(Dataset excerpt)
start

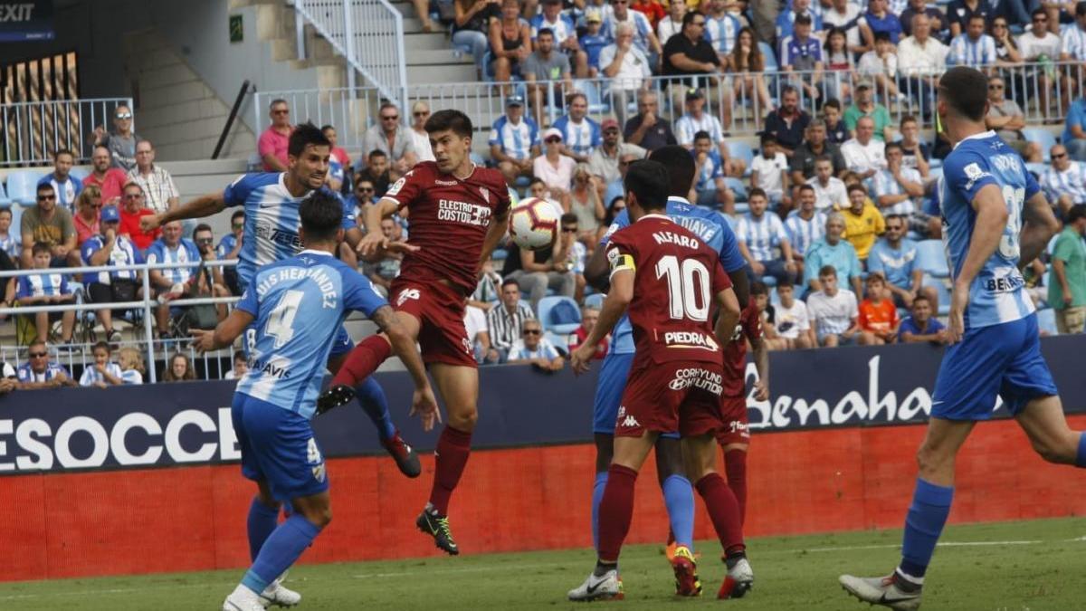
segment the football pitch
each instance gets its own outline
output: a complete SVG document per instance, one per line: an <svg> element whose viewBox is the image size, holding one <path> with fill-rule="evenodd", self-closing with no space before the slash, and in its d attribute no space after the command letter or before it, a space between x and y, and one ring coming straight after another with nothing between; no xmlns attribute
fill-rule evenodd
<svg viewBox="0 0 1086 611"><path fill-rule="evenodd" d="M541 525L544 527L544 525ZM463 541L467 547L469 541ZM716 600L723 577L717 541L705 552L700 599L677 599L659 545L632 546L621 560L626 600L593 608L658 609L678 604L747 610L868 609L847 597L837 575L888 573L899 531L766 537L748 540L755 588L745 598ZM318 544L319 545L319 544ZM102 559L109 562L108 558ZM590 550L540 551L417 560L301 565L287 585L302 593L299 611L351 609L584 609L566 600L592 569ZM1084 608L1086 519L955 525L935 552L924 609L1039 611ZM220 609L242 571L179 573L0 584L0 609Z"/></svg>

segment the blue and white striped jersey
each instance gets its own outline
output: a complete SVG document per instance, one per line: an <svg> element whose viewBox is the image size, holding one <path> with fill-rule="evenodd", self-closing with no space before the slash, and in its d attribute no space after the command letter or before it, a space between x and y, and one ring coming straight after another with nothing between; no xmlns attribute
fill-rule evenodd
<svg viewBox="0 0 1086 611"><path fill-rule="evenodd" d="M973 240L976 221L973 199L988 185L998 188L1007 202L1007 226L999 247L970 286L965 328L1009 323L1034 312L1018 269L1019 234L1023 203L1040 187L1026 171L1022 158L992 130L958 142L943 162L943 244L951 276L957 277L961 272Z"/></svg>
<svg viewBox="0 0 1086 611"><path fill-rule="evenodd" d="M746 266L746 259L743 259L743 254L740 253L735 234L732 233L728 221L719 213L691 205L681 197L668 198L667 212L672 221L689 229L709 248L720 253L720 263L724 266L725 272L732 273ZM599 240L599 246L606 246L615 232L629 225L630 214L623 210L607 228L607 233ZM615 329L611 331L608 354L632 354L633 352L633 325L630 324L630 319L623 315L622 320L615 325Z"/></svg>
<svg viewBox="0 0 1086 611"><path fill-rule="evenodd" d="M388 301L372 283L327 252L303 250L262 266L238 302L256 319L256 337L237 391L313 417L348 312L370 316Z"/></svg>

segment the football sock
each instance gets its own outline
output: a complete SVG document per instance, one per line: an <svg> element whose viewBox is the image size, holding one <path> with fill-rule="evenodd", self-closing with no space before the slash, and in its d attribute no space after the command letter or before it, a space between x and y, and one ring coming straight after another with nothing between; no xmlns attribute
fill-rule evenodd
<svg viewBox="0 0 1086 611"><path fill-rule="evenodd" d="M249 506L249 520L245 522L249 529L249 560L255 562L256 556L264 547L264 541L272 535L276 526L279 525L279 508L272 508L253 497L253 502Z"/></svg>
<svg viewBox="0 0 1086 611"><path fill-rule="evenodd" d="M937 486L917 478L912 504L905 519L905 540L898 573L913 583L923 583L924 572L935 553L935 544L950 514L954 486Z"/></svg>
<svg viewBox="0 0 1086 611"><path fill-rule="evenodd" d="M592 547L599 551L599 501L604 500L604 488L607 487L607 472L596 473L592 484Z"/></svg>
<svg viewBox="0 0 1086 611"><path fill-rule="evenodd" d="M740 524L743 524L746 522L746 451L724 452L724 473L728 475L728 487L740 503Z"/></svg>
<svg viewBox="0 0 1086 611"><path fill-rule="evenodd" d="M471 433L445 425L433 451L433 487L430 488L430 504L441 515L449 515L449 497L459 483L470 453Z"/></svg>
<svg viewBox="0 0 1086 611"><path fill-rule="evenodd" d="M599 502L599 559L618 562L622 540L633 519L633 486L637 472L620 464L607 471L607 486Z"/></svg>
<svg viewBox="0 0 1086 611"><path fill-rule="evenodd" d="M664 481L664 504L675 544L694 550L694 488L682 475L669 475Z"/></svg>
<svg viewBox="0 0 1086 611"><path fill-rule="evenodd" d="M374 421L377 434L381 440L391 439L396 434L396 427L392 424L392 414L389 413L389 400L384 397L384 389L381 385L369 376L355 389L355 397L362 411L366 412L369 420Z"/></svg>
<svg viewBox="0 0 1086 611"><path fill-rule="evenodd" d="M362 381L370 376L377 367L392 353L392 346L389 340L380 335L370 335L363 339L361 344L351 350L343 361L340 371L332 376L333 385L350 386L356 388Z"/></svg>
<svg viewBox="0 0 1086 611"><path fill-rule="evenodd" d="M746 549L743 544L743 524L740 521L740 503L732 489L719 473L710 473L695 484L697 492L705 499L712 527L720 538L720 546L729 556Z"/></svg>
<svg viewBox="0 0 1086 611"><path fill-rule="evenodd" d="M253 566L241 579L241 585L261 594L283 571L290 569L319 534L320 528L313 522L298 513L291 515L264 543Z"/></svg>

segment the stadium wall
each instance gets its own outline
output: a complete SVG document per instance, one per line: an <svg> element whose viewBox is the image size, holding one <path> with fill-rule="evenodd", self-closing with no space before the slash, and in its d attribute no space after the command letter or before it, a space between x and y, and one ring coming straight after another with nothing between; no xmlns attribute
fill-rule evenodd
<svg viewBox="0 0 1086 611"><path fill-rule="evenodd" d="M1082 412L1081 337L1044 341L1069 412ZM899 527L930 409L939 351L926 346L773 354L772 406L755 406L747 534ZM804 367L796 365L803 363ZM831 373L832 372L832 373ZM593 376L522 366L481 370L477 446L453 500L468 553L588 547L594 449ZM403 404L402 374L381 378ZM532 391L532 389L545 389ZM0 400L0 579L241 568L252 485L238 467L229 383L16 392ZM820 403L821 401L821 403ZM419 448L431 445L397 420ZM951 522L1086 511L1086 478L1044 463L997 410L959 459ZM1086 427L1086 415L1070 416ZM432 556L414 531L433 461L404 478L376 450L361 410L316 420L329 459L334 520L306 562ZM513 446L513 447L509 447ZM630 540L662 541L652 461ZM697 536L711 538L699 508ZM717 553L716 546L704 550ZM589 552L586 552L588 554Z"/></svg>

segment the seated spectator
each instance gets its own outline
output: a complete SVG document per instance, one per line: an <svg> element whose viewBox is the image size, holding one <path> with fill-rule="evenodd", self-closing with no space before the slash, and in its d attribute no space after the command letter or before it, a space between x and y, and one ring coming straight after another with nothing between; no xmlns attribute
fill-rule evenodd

end
start

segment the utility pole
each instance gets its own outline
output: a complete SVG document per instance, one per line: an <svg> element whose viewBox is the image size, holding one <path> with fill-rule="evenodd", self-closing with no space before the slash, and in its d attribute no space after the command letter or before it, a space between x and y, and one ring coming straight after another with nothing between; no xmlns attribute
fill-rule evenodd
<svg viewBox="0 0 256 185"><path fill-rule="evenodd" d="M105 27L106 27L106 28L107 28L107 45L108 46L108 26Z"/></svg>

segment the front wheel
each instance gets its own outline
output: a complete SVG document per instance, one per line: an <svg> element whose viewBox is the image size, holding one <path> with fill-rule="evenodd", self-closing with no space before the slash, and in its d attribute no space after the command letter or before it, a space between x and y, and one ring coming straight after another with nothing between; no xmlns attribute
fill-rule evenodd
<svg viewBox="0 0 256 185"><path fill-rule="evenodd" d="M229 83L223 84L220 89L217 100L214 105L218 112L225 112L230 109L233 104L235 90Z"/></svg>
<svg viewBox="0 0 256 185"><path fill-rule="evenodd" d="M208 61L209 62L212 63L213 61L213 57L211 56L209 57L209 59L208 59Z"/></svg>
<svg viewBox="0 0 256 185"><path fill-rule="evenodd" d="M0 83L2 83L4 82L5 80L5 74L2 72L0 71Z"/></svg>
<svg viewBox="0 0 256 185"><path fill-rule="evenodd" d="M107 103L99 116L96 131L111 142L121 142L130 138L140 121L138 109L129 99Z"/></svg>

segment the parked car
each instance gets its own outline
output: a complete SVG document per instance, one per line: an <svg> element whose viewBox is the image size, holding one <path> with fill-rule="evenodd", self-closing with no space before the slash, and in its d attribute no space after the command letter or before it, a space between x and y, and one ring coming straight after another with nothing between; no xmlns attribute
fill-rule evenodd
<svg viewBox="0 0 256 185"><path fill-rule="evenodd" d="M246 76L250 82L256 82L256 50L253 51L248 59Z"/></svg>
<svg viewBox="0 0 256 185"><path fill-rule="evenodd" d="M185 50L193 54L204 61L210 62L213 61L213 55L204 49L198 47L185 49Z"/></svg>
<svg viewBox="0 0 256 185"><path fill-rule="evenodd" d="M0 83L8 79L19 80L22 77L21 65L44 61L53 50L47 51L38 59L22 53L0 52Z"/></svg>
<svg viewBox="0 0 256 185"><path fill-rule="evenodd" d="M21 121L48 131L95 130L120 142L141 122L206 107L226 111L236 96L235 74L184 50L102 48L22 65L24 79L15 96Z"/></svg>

end

▸ **Set exercise**
Please repeat the lines between the line containing "segment the football sock" and the line containing "481L664 504L675 544L694", inclusive.

▸ **Output for this task**
segment the football sock
each instance gets its own outline
output: a complete SVG document per instance, one per line: an <svg> element whose viewBox is the image size, holding one <path> with fill-rule="evenodd", self-closing with no space before the slash, and in its d attribute no space after the command letter or before it, a space between x and y, and one ring coming straight after another with nothing between; no xmlns attribute
fill-rule evenodd
<svg viewBox="0 0 1086 611"><path fill-rule="evenodd" d="M249 506L249 520L245 522L249 529L249 560L255 562L256 556L264 547L264 541L272 535L276 526L279 525L279 508L272 508L253 497L253 502Z"/></svg>
<svg viewBox="0 0 1086 611"><path fill-rule="evenodd" d="M937 486L917 478L912 504L905 519L905 540L898 573L913 583L923 583L924 572L935 553L935 544L950 514L954 486Z"/></svg>
<svg viewBox="0 0 1086 611"><path fill-rule="evenodd" d="M592 547L599 551L599 501L604 500L604 488L607 487L607 472L596 473L592 484Z"/></svg>
<svg viewBox="0 0 1086 611"><path fill-rule="evenodd" d="M740 524L743 524L746 522L746 451L724 452L724 473L728 475L728 487L740 503Z"/></svg>
<svg viewBox="0 0 1086 611"><path fill-rule="evenodd" d="M471 433L445 425L433 451L433 487L430 488L430 504L441 515L449 515L449 497L459 483L470 453Z"/></svg>
<svg viewBox="0 0 1086 611"><path fill-rule="evenodd" d="M599 502L599 559L618 562L622 540L633 519L633 486L637 472L620 464L607 471L607 486Z"/></svg>
<svg viewBox="0 0 1086 611"><path fill-rule="evenodd" d="M664 481L664 504L675 544L694 550L694 488L682 475L669 475Z"/></svg>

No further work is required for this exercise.